[Source document]

··········

To make kyaraben, different types of food, such as seaweed and carrots, are cut into shapes and placed on rice balls to make characters. A variety of tools are needed to cut, punch, and shape food into different shapes and characters. Scissors and nori punches can punch out pieces of food, for example. Tweezers are helpful for picking up, moving, and placing the little bits of food together to create the character. Other recommended kyaraben-making tools include molds, food cutters, stamps, slicers, and bento picks decorated with cute characters, food, or objects for a fun eating experience.

== Importance to family ==
Kyaraben is important to families, especially mothers and children. Japanese mothers use it as a means to express their creativity and culture while making food fun for their children. Many of these women share their kyaraben creations on their own personal blogs, where they can connect with other women.

Children enjoy kyaraben because their food is decorated as their favorite animals or cartoon characters. This cute fun prompts socialization and helps children make friends.

== Importance to Japanese culture ==
Kyaraben is important to Japanese culture because it is a way for mothers to express their creativity and encourage their children to eat certain foods. People can decorate their character bentos to symbolize traditions and seasons.

Kyaraben is important to Japanese culture because of the diverse and artistic array of bento boxes, as well as its ability to harbor all five senses and all five different flavors, including umami.

··········

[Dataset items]

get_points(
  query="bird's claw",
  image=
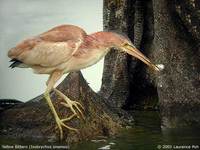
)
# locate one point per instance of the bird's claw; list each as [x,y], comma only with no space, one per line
[73,105]
[60,123]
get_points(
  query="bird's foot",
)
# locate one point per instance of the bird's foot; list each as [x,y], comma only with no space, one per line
[61,124]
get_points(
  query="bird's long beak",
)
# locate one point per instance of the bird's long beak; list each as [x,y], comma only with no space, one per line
[133,51]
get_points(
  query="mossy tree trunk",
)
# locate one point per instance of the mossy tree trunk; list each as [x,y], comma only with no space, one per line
[168,33]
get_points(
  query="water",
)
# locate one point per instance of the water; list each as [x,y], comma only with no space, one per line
[146,134]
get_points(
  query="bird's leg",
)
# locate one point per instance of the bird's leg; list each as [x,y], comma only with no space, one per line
[73,105]
[50,83]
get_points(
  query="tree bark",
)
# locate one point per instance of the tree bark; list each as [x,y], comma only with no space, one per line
[168,33]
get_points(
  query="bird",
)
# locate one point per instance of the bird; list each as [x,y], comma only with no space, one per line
[64,49]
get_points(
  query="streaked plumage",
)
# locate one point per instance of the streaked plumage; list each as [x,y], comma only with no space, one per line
[64,49]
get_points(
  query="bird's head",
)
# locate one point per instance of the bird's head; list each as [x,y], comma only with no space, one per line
[110,39]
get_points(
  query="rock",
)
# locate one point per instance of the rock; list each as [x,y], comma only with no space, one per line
[34,120]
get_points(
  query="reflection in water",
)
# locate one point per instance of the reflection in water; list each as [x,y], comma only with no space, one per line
[146,134]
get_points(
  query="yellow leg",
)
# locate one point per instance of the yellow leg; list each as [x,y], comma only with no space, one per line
[60,122]
[72,105]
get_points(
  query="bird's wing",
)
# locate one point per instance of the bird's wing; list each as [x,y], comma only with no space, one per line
[50,48]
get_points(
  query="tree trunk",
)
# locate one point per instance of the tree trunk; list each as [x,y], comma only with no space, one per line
[33,120]
[168,33]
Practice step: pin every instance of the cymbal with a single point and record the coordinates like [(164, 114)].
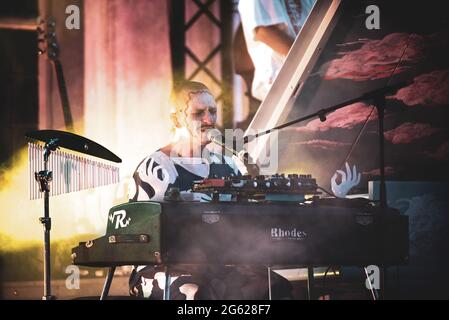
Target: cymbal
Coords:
[(74, 142)]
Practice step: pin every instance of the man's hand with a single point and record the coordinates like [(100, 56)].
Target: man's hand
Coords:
[(275, 38), (348, 180)]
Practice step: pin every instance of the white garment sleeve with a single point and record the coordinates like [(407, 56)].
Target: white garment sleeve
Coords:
[(256, 13), (152, 178)]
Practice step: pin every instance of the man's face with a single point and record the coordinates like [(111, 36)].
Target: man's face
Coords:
[(201, 116)]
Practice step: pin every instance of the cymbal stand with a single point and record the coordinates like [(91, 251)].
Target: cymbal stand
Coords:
[(44, 178)]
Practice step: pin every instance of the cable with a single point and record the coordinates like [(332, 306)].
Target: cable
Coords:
[(372, 109), (326, 191)]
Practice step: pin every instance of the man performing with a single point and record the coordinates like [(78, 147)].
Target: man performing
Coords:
[(191, 157)]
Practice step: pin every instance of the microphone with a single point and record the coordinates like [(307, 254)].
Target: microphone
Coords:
[(215, 136)]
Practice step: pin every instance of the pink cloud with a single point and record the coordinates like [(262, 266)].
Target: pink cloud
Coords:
[(409, 132), (377, 59), (430, 90), (324, 144), (376, 172), (442, 152), (345, 118)]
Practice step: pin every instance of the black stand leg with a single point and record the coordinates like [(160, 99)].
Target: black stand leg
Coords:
[(167, 284), (371, 288), (269, 283), (310, 283), (107, 283), (380, 105), (44, 178)]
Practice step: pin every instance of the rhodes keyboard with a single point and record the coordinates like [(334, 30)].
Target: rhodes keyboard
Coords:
[(338, 232)]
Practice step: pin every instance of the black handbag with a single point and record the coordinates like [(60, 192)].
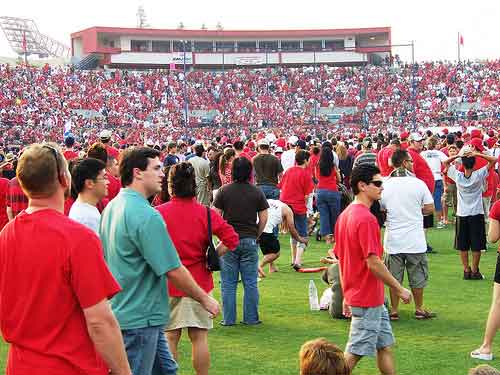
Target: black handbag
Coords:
[(213, 262), (346, 196)]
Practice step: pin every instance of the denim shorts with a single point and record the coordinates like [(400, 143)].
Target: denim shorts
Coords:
[(370, 330), (300, 224), (415, 264), (148, 352)]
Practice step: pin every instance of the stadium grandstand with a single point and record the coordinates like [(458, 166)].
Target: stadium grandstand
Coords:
[(144, 48)]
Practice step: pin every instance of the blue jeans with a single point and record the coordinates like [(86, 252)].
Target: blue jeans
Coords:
[(245, 260), (328, 202), (270, 191), (147, 351)]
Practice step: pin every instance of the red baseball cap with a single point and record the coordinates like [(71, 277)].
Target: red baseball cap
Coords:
[(477, 143), (476, 133), (491, 142)]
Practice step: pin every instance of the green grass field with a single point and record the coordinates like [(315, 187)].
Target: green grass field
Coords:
[(438, 346)]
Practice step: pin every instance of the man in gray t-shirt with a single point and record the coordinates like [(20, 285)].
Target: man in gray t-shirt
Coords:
[(470, 231)]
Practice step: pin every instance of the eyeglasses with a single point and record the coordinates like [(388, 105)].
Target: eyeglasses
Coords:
[(377, 183), (54, 152)]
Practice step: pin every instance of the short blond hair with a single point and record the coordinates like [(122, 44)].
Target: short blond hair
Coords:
[(37, 170), (321, 357)]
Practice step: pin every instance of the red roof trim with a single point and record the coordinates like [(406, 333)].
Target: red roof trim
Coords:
[(175, 33)]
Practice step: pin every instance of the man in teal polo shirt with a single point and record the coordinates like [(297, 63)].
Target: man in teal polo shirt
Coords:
[(141, 256)]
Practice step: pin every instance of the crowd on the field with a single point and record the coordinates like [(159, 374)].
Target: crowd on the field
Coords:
[(36, 103), (262, 166), (126, 195)]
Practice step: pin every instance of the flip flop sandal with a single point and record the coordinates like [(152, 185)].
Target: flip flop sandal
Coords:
[(422, 315), (394, 317), (476, 354)]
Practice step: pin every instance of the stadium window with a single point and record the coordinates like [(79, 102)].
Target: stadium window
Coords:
[(224, 46), (268, 45), (178, 46), (312, 45), (203, 46), (139, 45), (247, 46), (290, 45), (334, 45), (161, 45)]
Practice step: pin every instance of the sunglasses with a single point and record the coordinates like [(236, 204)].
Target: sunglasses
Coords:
[(54, 153), (377, 183)]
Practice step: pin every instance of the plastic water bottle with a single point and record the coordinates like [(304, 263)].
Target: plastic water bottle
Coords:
[(313, 296)]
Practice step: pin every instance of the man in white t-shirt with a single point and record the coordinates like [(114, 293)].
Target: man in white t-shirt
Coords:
[(434, 159), (91, 185), (278, 213), (288, 157), (406, 199), (470, 233)]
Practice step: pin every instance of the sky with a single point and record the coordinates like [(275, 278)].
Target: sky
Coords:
[(432, 24)]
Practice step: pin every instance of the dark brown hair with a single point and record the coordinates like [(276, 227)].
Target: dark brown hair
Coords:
[(321, 357)]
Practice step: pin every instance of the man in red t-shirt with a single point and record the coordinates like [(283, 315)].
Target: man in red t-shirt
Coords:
[(69, 153), (63, 324), (4, 187), (296, 186), (16, 200), (363, 273)]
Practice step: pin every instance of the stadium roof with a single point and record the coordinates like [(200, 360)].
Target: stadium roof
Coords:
[(183, 33)]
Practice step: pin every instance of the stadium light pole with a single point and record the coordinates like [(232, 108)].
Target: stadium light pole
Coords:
[(267, 85), (222, 88), (316, 93), (186, 118)]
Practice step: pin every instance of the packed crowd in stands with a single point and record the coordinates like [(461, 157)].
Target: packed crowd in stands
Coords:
[(153, 211), (35, 103)]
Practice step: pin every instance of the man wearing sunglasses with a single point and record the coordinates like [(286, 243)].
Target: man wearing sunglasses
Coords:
[(406, 199), (63, 324), (363, 273)]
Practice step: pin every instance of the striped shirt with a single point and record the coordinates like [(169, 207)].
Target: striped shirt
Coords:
[(366, 158)]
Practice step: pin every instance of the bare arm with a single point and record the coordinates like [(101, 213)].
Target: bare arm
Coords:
[(346, 309), (494, 231), (380, 271), (262, 222), (448, 161), (490, 159), (104, 331), (181, 278), (428, 209)]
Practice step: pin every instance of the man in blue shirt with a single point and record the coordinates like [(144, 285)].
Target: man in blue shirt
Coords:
[(141, 256)]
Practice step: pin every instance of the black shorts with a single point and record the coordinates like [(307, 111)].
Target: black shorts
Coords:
[(497, 270), (470, 233), (269, 244), (428, 221)]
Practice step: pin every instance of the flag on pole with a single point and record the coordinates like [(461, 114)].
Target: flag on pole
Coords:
[(24, 42), (67, 128)]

··········

[Task requirements]
- A) Answer these questions using the kyaraben text:
(i) Which tool does the text say helps with picking up, moving, and placing little bits of food?
(ii) Where do many Japanese mothers share their kyaraben creations?
(iii) Which one of the five flavors does the text name?
- B) Proceed with the kyaraben text, starting after its last sentence.
The dataset items are separate material and are not part of the kyaraben text.

[Exercise answers]
- A)
(i) Tweezers
(ii) On their own personal blogs
(iii) Umami

- B)
== Role in popular culture and the global world ==
Kyaraben lunchboxes are a major plot element in Bento Monogatari, a 2010 short film by Belgian director Pieter Dirkx. This film is about a woman interested in popular culture, who prepares bento for her husband in an attempt to mend their marriage. Kyaraben is influenced by popular culture because people decorate their bento with characters from cartoons, anime, manga, and video games.

Kyaraben is gaining worldwide popularity, such as in countries like France and Italy, and a 2014 contest held by the government helped introduce foreigners to Japanese food.

Japanese artist Mari Miyazawa has gained international recognition for combining kyaraben with stop-motion animation using food, most notably in her long-running NHK series Konigiri-kun, which features a rice-ball character based on her bento art, and has given talks and workshops on the subject in the United Kingdom and Croatia.